Exercise aim:
Exact copies are required of the lines from the line containing "Trace zebra's front leg in this frame." through the final line of the listing, both included, and of no other lines.
>> Begin Input records
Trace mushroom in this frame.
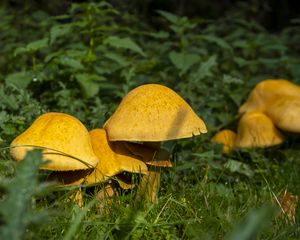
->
[211,129,236,153]
[10,112,98,171]
[239,79,300,113]
[51,128,148,189]
[104,84,207,142]
[266,95,300,133]
[104,84,207,202]
[235,112,284,148]
[86,129,148,184]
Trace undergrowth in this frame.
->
[0,2,300,240]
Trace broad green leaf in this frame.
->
[5,72,32,89]
[169,51,201,75]
[103,36,146,57]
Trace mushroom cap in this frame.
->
[104,84,207,141]
[86,128,148,184]
[211,129,236,153]
[235,112,284,148]
[266,95,300,133]
[10,112,98,171]
[120,142,172,167]
[47,169,93,186]
[239,79,300,113]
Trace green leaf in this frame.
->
[225,206,274,240]
[63,199,96,240]
[59,56,84,70]
[194,55,217,81]
[157,10,179,24]
[50,24,72,45]
[75,73,104,98]
[5,72,32,89]
[169,51,200,75]
[0,150,42,240]
[103,36,146,57]
[14,38,49,55]
[105,52,129,67]
[201,35,232,51]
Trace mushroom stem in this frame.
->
[96,183,118,214]
[136,170,160,203]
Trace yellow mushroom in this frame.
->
[235,112,284,148]
[10,112,98,171]
[86,129,148,184]
[104,84,207,202]
[266,95,300,133]
[211,129,236,153]
[239,79,300,113]
[122,142,172,167]
[104,84,207,142]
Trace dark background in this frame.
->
[0,0,300,32]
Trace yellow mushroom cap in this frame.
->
[211,129,236,153]
[266,95,300,133]
[239,79,300,113]
[86,128,148,184]
[235,112,284,148]
[10,112,98,171]
[104,84,207,141]
[119,142,172,167]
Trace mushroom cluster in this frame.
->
[10,84,207,202]
[212,79,300,153]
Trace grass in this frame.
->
[1,143,300,239]
[0,1,300,240]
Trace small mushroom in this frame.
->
[235,112,284,148]
[104,84,207,202]
[266,95,300,133]
[211,129,236,153]
[10,112,98,171]
[239,79,300,113]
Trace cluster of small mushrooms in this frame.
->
[212,79,300,223]
[212,79,300,153]
[10,84,207,202]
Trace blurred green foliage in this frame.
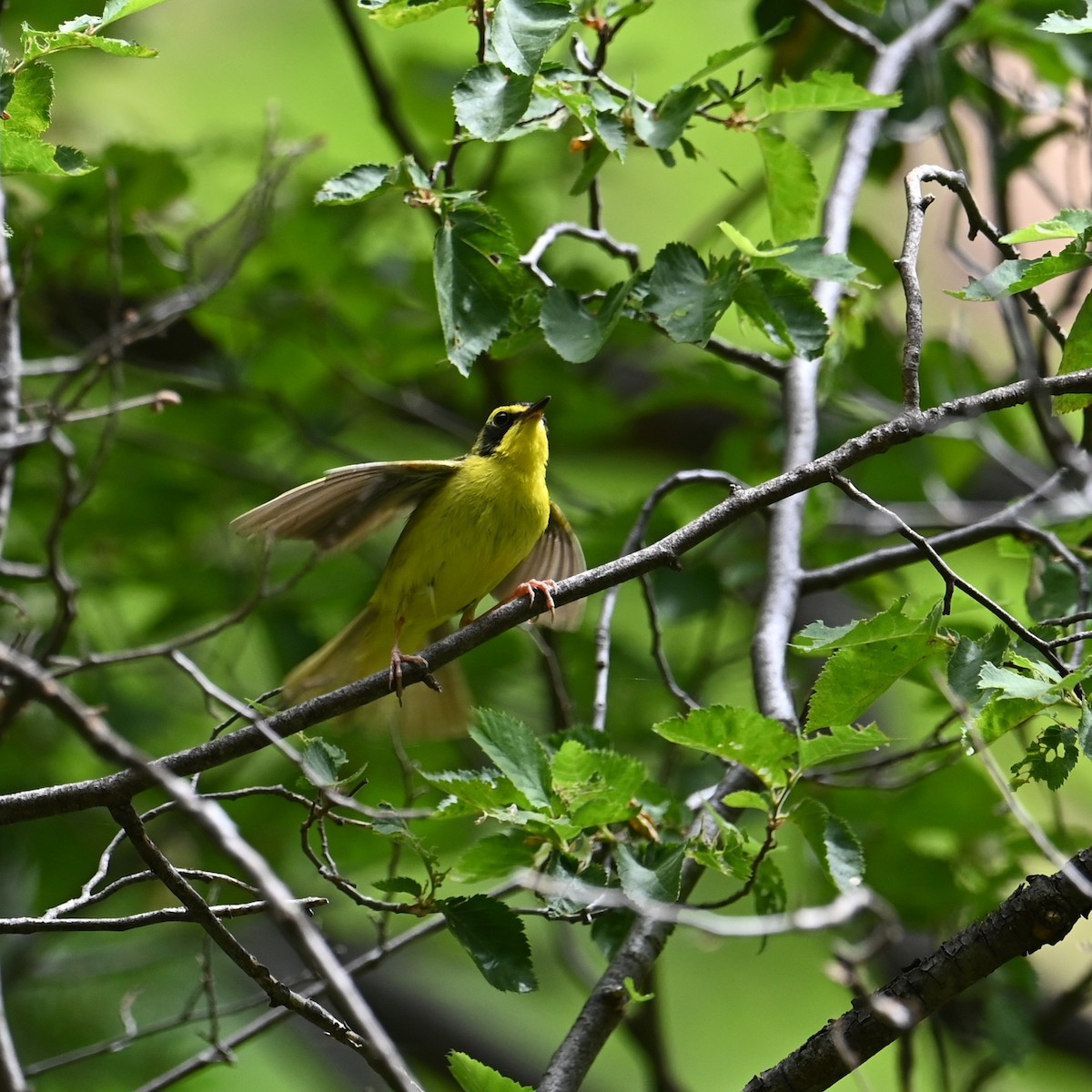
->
[6,0,1092,1092]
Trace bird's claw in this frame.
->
[389,649,430,705]
[511,580,557,622]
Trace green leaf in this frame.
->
[490,0,575,76]
[441,895,539,994]
[299,738,349,787]
[652,705,797,785]
[421,770,523,823]
[615,843,686,903]
[1077,703,1092,758]
[978,662,1060,704]
[1011,724,1081,790]
[1001,208,1092,244]
[948,626,1009,710]
[644,242,739,345]
[807,632,943,728]
[315,163,399,204]
[452,64,534,141]
[716,219,796,258]
[753,857,788,914]
[721,788,774,812]
[371,875,425,897]
[551,739,648,826]
[683,18,793,86]
[432,202,519,376]
[748,72,902,118]
[451,832,537,884]
[1046,286,1092,412]
[753,239,864,284]
[1025,543,1078,622]
[539,278,633,364]
[470,709,551,812]
[974,692,1043,743]
[733,269,828,359]
[1036,5,1092,34]
[948,243,1092,304]
[448,1050,534,1092]
[23,29,158,62]
[0,61,54,137]
[801,724,891,770]
[0,132,95,177]
[357,0,466,28]
[754,129,819,239]
[792,596,937,655]
[790,799,864,895]
[633,86,709,149]
[98,0,171,26]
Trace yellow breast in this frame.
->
[371,422,550,649]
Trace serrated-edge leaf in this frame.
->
[754,129,819,239]
[1053,294,1092,414]
[716,219,796,258]
[490,0,575,76]
[470,709,551,810]
[440,895,539,994]
[448,1050,534,1092]
[753,70,902,116]
[451,61,534,142]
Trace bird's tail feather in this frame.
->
[280,606,470,741]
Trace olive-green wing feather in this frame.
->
[491,501,588,629]
[231,459,460,551]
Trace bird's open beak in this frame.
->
[520,394,550,420]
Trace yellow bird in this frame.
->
[231,397,584,703]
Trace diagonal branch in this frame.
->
[743,848,1092,1092]
[0,369,1092,825]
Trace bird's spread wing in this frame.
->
[492,502,586,629]
[231,459,460,550]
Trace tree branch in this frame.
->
[743,848,1092,1092]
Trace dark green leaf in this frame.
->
[315,163,399,204]
[470,709,551,812]
[753,857,787,914]
[432,203,519,376]
[686,18,793,84]
[357,0,466,27]
[1012,724,1081,790]
[807,632,944,728]
[371,875,424,897]
[948,245,1092,302]
[733,269,828,359]
[490,0,575,76]
[540,279,633,364]
[644,242,739,345]
[748,71,902,116]
[300,738,349,786]
[452,65,534,141]
[441,895,539,994]
[615,844,686,903]
[801,724,891,770]
[0,61,54,137]
[551,739,648,826]
[754,239,864,284]
[451,832,537,884]
[754,129,819,242]
[948,626,1009,709]
[633,86,709,151]
[652,705,797,785]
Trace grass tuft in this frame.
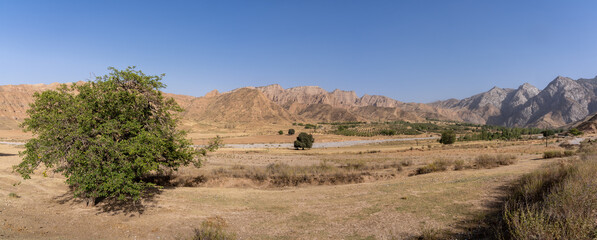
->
[543,150,574,159]
[475,154,516,168]
[192,217,237,240]
[416,159,452,175]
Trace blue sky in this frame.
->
[0,0,597,102]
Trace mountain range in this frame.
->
[0,76,597,129]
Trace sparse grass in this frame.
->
[475,154,516,168]
[417,227,446,240]
[543,150,575,159]
[416,159,453,175]
[192,217,237,240]
[454,159,467,171]
[400,159,413,167]
[174,161,402,187]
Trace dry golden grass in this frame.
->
[0,136,576,239]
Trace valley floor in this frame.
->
[0,138,558,239]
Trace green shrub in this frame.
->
[568,128,583,136]
[543,150,575,159]
[454,159,466,171]
[294,132,315,150]
[416,160,452,175]
[14,67,219,202]
[439,130,456,144]
[503,156,597,239]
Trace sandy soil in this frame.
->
[0,138,556,239]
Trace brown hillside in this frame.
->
[183,88,295,123]
[298,104,360,122]
[574,114,597,133]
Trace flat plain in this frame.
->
[0,130,572,239]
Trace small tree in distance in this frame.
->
[13,67,220,203]
[439,130,456,144]
[294,132,315,150]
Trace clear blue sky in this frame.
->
[0,0,597,102]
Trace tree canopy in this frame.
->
[439,130,456,144]
[14,67,219,200]
[294,132,315,150]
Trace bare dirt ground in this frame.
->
[0,136,559,239]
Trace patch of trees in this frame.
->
[14,67,221,202]
[294,132,315,150]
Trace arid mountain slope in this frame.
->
[182,88,296,124]
[0,83,60,130]
[256,84,463,121]
[0,77,597,129]
[431,76,597,128]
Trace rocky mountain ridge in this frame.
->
[0,76,597,129]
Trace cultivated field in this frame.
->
[0,135,574,239]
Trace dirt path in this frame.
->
[0,142,556,239]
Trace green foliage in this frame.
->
[192,217,237,240]
[416,160,453,175]
[568,128,583,136]
[294,132,315,150]
[543,150,574,159]
[439,130,456,144]
[500,156,597,239]
[14,67,220,200]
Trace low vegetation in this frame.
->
[568,128,583,136]
[171,161,403,187]
[14,67,217,203]
[502,157,597,239]
[320,119,552,141]
[294,132,315,150]
[439,130,456,144]
[191,217,237,240]
[475,154,516,168]
[543,150,574,159]
[415,154,517,175]
[416,160,453,174]
[497,142,597,239]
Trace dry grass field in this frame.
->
[0,136,576,239]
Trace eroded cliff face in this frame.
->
[431,76,597,128]
[0,74,597,129]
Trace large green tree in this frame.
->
[14,67,218,201]
[294,132,315,150]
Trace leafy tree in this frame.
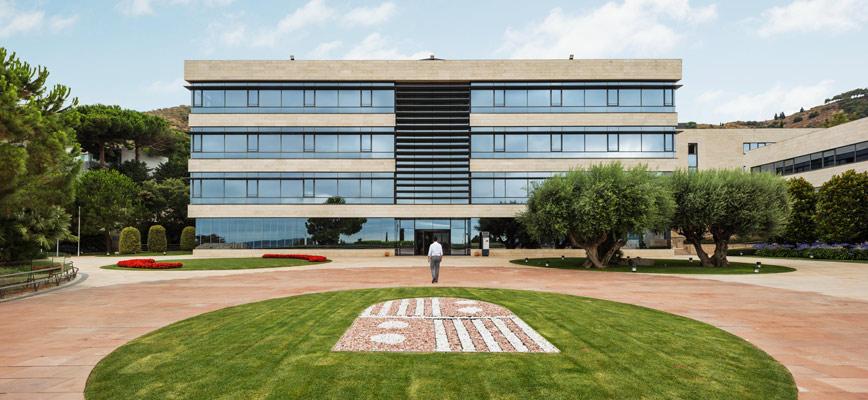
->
[0,47,80,260]
[304,196,368,245]
[148,225,168,253]
[816,169,868,243]
[518,163,674,268]
[784,178,817,243]
[670,170,789,267]
[76,169,141,252]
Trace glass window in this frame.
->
[314,179,338,197]
[470,90,494,107]
[202,179,223,197]
[551,89,561,107]
[371,135,395,153]
[259,135,280,153]
[609,133,642,151]
[226,135,247,153]
[506,135,527,152]
[608,133,618,151]
[494,90,506,107]
[338,135,361,153]
[563,133,585,151]
[470,135,494,153]
[202,135,224,153]
[259,90,280,107]
[202,90,225,107]
[642,89,663,107]
[373,90,395,107]
[338,90,362,107]
[552,134,561,151]
[470,179,494,197]
[259,179,280,197]
[226,90,247,107]
[606,89,618,106]
[585,89,606,107]
[304,90,316,107]
[642,133,666,151]
[316,135,338,153]
[527,89,552,107]
[280,135,304,153]
[527,134,552,152]
[835,144,856,165]
[585,134,608,151]
[281,90,303,107]
[280,179,304,198]
[371,179,395,197]
[224,179,247,197]
[316,90,338,107]
[618,89,642,107]
[338,179,361,197]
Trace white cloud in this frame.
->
[342,1,395,26]
[500,0,717,58]
[344,32,431,60]
[310,40,343,59]
[0,0,78,38]
[757,0,868,37]
[253,0,335,47]
[697,80,834,122]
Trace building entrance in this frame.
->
[413,229,452,256]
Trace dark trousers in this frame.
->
[431,256,443,281]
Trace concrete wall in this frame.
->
[184,59,681,82]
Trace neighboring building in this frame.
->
[185,59,860,255]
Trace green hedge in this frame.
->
[118,226,142,254]
[181,226,196,251]
[148,225,167,253]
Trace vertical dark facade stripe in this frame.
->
[395,82,470,204]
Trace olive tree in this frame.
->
[518,163,675,268]
[670,170,789,267]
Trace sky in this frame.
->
[0,0,868,123]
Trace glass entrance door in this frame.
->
[414,229,452,256]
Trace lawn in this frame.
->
[85,288,796,400]
[510,257,795,275]
[102,256,323,271]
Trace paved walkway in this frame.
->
[0,257,868,399]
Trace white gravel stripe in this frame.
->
[397,299,410,317]
[471,319,503,353]
[434,319,452,351]
[450,318,476,352]
[378,300,392,317]
[414,297,425,317]
[512,316,560,353]
[491,318,527,353]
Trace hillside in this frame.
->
[678,89,868,129]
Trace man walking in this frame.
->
[428,238,443,283]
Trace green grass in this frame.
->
[101,256,323,271]
[510,257,795,275]
[85,288,796,400]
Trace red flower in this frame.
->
[262,254,328,262]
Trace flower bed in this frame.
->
[117,258,184,269]
[262,254,329,262]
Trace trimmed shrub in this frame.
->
[118,226,142,254]
[181,226,196,250]
[148,225,167,253]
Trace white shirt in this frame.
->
[428,242,443,257]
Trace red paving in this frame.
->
[0,267,868,400]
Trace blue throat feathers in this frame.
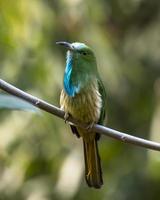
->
[63,52,80,97]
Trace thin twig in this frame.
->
[0,79,160,151]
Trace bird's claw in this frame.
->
[64,112,70,123]
[86,122,95,131]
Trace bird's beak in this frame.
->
[56,41,74,51]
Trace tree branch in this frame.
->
[0,79,160,151]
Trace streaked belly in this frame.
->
[60,85,102,123]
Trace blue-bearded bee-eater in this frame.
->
[56,42,106,188]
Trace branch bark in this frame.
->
[0,79,160,151]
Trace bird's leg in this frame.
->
[64,112,70,123]
[86,122,95,132]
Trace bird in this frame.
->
[56,41,106,189]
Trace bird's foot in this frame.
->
[86,122,95,132]
[64,112,70,123]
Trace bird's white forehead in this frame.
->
[72,42,87,50]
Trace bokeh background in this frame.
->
[0,0,160,200]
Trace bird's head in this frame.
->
[56,42,97,72]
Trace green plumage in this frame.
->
[58,42,106,188]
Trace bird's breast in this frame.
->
[60,81,102,123]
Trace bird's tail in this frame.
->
[83,139,103,188]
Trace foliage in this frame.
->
[0,0,160,200]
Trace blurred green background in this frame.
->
[0,0,160,200]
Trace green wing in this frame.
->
[98,78,106,124]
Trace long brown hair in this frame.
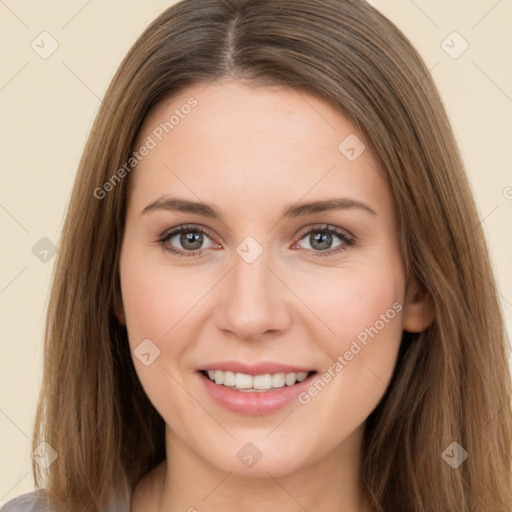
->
[33,0,512,512]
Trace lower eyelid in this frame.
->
[157,226,354,257]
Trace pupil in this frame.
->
[310,232,332,249]
[180,231,203,251]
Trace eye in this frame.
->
[158,226,218,257]
[293,224,355,257]
[157,224,355,257]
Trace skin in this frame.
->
[118,80,432,512]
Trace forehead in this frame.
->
[130,81,384,219]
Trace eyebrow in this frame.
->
[141,197,377,219]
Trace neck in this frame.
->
[131,427,370,512]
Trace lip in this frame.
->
[198,361,314,375]
[197,365,318,416]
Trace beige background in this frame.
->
[0,0,512,505]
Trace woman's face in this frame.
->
[120,82,428,476]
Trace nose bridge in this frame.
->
[214,244,288,339]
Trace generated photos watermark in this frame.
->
[297,302,403,405]
[93,96,198,200]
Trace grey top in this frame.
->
[0,489,130,512]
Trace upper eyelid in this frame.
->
[159,223,356,247]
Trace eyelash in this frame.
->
[157,224,355,258]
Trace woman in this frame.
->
[5,0,512,512]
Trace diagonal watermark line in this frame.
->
[0,204,29,233]
[471,60,512,103]
[265,410,295,439]
[0,409,28,439]
[201,471,233,501]
[409,0,439,28]
[0,0,30,28]
[266,265,336,336]
[0,204,29,233]
[471,0,503,30]
[60,0,92,30]
[267,471,308,512]
[164,367,233,437]
[61,60,116,115]
[0,265,28,295]
[163,267,233,337]
[0,61,28,91]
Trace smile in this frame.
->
[204,370,311,392]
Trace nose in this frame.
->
[216,247,292,340]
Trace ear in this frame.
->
[114,294,126,325]
[403,281,435,332]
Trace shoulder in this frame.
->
[0,489,51,512]
[0,489,130,512]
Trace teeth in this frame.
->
[203,370,308,392]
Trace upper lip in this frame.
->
[200,361,313,375]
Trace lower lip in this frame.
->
[198,372,316,416]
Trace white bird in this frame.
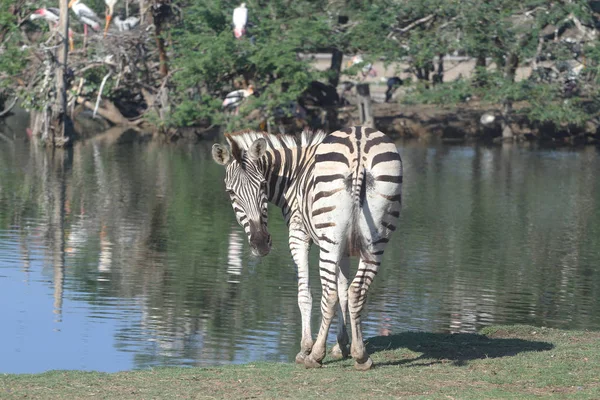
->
[29,7,60,28]
[479,112,496,126]
[233,3,248,39]
[115,15,140,32]
[29,7,74,51]
[104,0,118,37]
[348,54,377,78]
[69,0,100,47]
[223,85,254,113]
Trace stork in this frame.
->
[69,0,100,50]
[29,7,60,28]
[29,7,75,51]
[115,15,140,32]
[104,0,118,37]
[348,54,377,78]
[223,85,254,114]
[233,3,248,39]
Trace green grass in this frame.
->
[0,326,600,399]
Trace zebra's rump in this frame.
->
[310,126,402,254]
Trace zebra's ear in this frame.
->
[248,138,267,160]
[212,143,231,165]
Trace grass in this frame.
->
[0,326,600,399]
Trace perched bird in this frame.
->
[29,7,75,51]
[29,7,60,29]
[347,54,377,78]
[104,0,118,37]
[479,112,496,126]
[223,85,254,114]
[115,15,140,32]
[69,0,100,50]
[385,76,403,103]
[233,3,248,39]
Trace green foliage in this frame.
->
[0,325,600,399]
[0,0,600,133]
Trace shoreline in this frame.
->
[0,325,600,399]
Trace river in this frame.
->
[0,140,600,373]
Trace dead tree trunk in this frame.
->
[500,53,519,139]
[52,0,72,147]
[152,0,171,78]
[356,83,375,128]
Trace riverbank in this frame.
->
[0,326,600,399]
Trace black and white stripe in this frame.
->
[213,126,402,369]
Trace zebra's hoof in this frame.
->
[296,351,308,364]
[304,355,323,368]
[354,357,373,371]
[331,344,350,360]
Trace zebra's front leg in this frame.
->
[331,257,350,359]
[304,249,340,368]
[289,225,313,364]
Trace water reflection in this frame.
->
[0,141,600,372]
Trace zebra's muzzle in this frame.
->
[248,224,271,257]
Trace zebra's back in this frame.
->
[309,126,402,255]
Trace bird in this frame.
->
[223,85,254,114]
[233,3,248,39]
[479,112,496,126]
[29,7,75,51]
[347,54,377,78]
[69,0,100,48]
[385,76,404,103]
[115,15,140,32]
[29,7,60,28]
[104,0,118,37]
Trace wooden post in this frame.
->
[356,83,375,128]
[52,0,70,146]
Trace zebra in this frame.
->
[212,126,402,370]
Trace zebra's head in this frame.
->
[212,135,271,257]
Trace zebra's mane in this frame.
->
[225,129,327,150]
>> End Input records
Result:
Trace zebra's front leg in this frame.
->
[331,257,350,359]
[304,249,340,368]
[289,225,313,364]
Trace water reflection in this frame.
->
[0,141,600,372]
Trace zebra's muzzle in this frame.
->
[248,224,271,257]
Trace zebra's back in this frame.
->
[309,126,402,255]
Trace bird in this frame.
->
[223,85,254,114]
[233,3,248,39]
[479,112,496,126]
[29,7,75,51]
[347,54,377,78]
[69,0,100,48]
[385,76,404,103]
[115,15,140,32]
[29,7,60,28]
[104,0,118,37]
Trace wooden post in this frame.
->
[356,83,375,128]
[52,0,70,146]
Trace zebra in this frame.
->
[212,126,402,370]
Trace zebra's head in this frame.
->
[212,135,271,257]
Trace zebra's mane in this frame.
->
[225,129,327,150]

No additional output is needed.